DATA PROVIDED:
— begin —

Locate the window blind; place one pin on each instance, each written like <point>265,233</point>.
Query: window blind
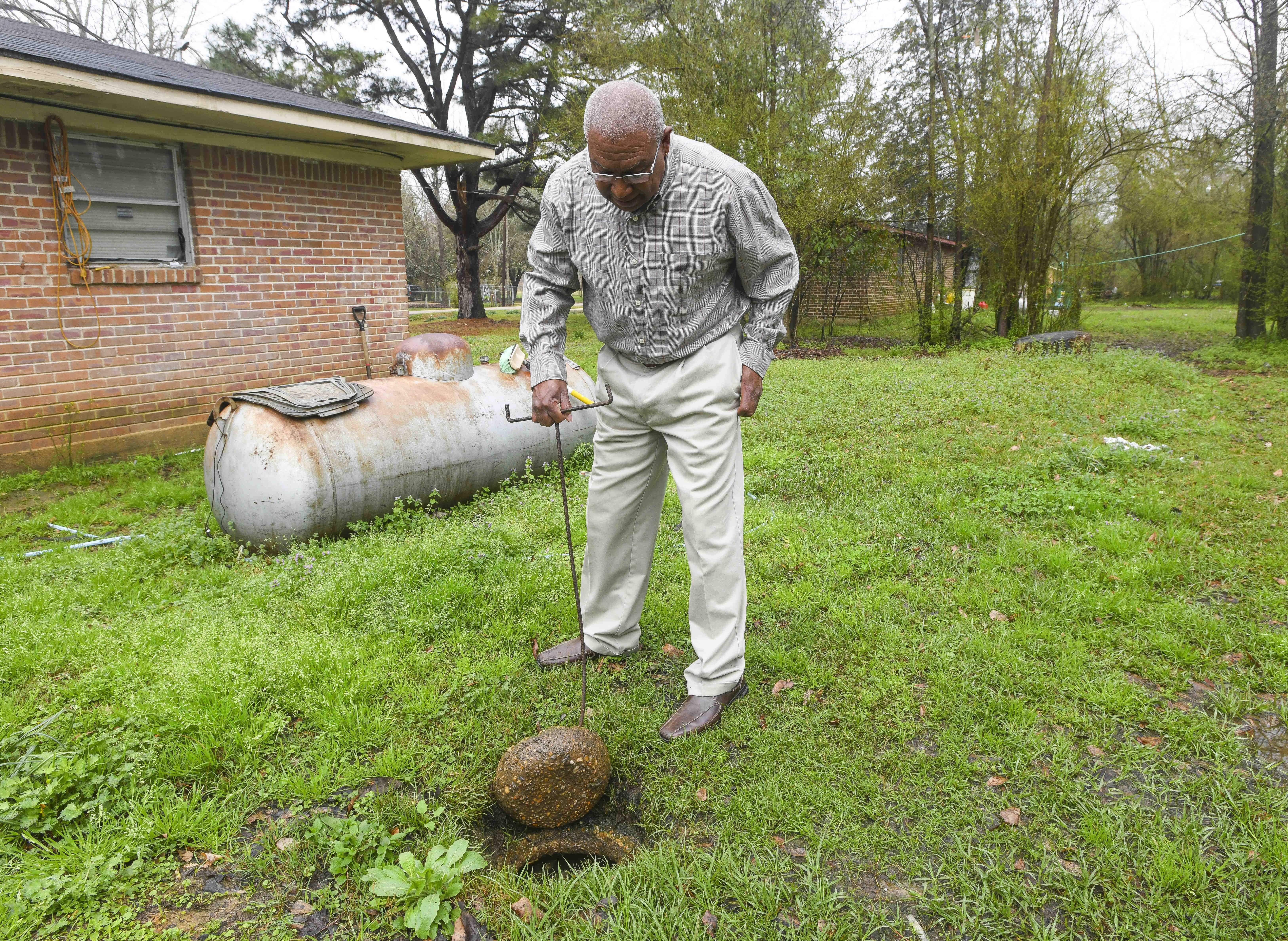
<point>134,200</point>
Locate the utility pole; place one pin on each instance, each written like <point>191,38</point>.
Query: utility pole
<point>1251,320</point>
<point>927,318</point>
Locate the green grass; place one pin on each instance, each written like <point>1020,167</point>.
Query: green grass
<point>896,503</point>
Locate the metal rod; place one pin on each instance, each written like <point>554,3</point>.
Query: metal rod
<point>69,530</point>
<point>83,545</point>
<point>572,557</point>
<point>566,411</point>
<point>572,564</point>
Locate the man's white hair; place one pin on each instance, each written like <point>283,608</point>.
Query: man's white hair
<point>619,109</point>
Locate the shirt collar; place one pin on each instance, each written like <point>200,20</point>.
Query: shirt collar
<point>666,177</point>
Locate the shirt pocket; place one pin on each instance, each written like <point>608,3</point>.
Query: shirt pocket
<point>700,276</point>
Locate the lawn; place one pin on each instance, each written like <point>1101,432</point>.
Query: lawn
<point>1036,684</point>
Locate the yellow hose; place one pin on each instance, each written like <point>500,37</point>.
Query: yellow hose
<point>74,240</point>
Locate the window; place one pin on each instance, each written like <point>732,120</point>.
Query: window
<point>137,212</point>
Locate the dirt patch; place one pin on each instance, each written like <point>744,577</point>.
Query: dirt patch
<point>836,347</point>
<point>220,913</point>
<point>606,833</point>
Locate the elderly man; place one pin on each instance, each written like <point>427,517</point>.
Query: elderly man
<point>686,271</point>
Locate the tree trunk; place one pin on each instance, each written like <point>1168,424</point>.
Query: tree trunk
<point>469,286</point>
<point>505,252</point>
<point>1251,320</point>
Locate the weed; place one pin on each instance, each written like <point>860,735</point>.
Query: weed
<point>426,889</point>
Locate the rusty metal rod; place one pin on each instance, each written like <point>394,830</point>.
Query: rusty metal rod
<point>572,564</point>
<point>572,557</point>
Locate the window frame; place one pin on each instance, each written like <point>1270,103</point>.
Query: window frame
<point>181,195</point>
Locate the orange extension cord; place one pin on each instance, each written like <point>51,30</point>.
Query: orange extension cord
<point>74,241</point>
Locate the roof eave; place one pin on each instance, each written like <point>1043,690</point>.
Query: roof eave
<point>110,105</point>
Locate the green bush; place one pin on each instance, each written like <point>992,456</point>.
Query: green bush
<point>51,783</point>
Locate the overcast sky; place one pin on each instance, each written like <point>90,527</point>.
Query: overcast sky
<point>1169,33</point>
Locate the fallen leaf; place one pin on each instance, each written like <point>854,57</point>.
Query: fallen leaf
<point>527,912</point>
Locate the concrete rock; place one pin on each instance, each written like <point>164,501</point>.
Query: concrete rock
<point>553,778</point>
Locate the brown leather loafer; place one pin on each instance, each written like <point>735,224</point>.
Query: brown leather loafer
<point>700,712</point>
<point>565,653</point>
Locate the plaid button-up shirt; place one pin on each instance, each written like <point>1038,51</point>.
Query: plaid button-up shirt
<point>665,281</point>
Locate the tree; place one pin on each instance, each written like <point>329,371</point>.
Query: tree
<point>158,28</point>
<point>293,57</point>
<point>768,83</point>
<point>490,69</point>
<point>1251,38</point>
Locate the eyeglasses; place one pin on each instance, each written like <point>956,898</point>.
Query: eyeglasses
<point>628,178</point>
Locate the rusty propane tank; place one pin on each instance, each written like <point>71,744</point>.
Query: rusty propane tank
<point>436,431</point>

— end —

SHORT PROBLEM: Lay out all of the material above as a numbered list, with no blank lines and without the pictures.

WORKED SOLUTION:
1. Locate the window blind; place one pin on each instance, each written like <point>265,233</point>.
2. Query: window blind
3. <point>134,200</point>
4. Locate the utility pole; place one pin on each instance, each written like <point>191,38</point>.
5. Query: utility pole
6. <point>1251,320</point>
7. <point>927,318</point>
8. Locate the green grass; place one pin on each instance, each written like <point>1020,167</point>.
9. Query: green grass
10. <point>896,503</point>
11. Locate the metal rod; place one pin on each instance, each written like <point>554,3</point>.
12. Query: metal rod
13. <point>69,530</point>
14. <point>83,545</point>
15. <point>572,557</point>
16. <point>566,411</point>
17. <point>572,564</point>
18. Locate the man's white hair; place one pin on each instance, each written like <point>283,608</point>.
19. Query: man's white hair
20. <point>619,109</point>
21. Locate the shirt collar; place one pin on each instance, each written like <point>200,20</point>.
22. Query: shirt collar
23. <point>666,177</point>
24. Locate the shirt pocket; place one pin on each instance, each written like <point>608,3</point>.
25. Query: shirt pocket
26. <point>700,276</point>
27. Locate the lawn; place one pin on each instance, each written like <point>1101,432</point>.
28. Query: lawn
29. <point>1036,684</point>
30. Locate the yellow hose; place one pin on each instance, each written like <point>500,37</point>.
31. Query: yellow hose
32. <point>74,240</point>
33. Locate the window; place one pin on each instance, each written like <point>732,120</point>.
34. Query: window
35. <point>137,212</point>
36. Locate the dirt patch; place one pin on each instance, each written like <point>744,577</point>.
37. Query: dirt patch
38. <point>836,347</point>
39. <point>220,913</point>
40. <point>606,833</point>
41. Locate the elderly man; place one pin on each instance, each written like <point>427,517</point>.
42. Query: elderly man
43. <point>686,271</point>
44. Locate the tree trunk; place one pin on each instance, each written like <point>1168,424</point>.
45. Query: tree trunk
46. <point>469,286</point>
47. <point>505,252</point>
48. <point>1251,320</point>
49. Locate the weed; place one pin on each instance, each written like <point>860,735</point>.
50. Query: weed
51. <point>426,889</point>
52. Locate the rusty metal rod; place one pin on each instance, each written like <point>394,830</point>.
53. Query: rusty metal rod
54. <point>572,564</point>
55. <point>572,557</point>
56. Locate the window frame; place one pin on each instance, each written like <point>1270,103</point>.
57. Query: window frame
58. <point>181,195</point>
59. Locate the orange extension cord; place one pin on each instance, each written like <point>51,30</point>.
60. Query: orange extension cord
61. <point>74,241</point>
62. Locate the roof eave; place one pin on each instance, each written like <point>1043,690</point>.
63. Query: roof eave
64. <point>110,105</point>
65. Locate the green bush; place one pin on each instance, each written like <point>992,456</point>.
66. Query: green bush
67. <point>51,783</point>
68. Locate the overcast sky; place one pin on each instance, each written like <point>90,527</point>.
69. Query: overcast sky
70. <point>1169,33</point>
71. Locate the fallen leaf; place one pin on each instance, each written like <point>854,57</point>.
72. Query: fallen leaf
73. <point>527,912</point>
74. Locate the concrete rock; place one pin on each instance, each written like <point>164,501</point>.
75. Query: concrete rock
76. <point>553,778</point>
77. Locate the brown leather loafer; place one pin on each instance, each written like <point>735,224</point>.
78. Query: brown leather loafer
79. <point>700,712</point>
80. <point>565,653</point>
81. Locate the plaid button-up shirt; place one pin on each instance, each written like <point>1038,51</point>.
82. Query: plaid button-up shirt
83. <point>665,281</point>
84. Locate the tree; place one pin on each instance, each written like <point>329,371</point>.
85. Query: tree
86. <point>158,28</point>
87. <point>293,57</point>
88. <point>768,83</point>
89. <point>490,69</point>
90. <point>1251,38</point>
91. Locate the eyeglasses; place one pin on each instance, each written like <point>956,898</point>.
92. Query: eyeglasses
93. <point>628,178</point>
94. Locate the rusty propane tank; place one pin on each instance, each written like <point>71,744</point>.
95. Query: rusty propane tank
96. <point>436,431</point>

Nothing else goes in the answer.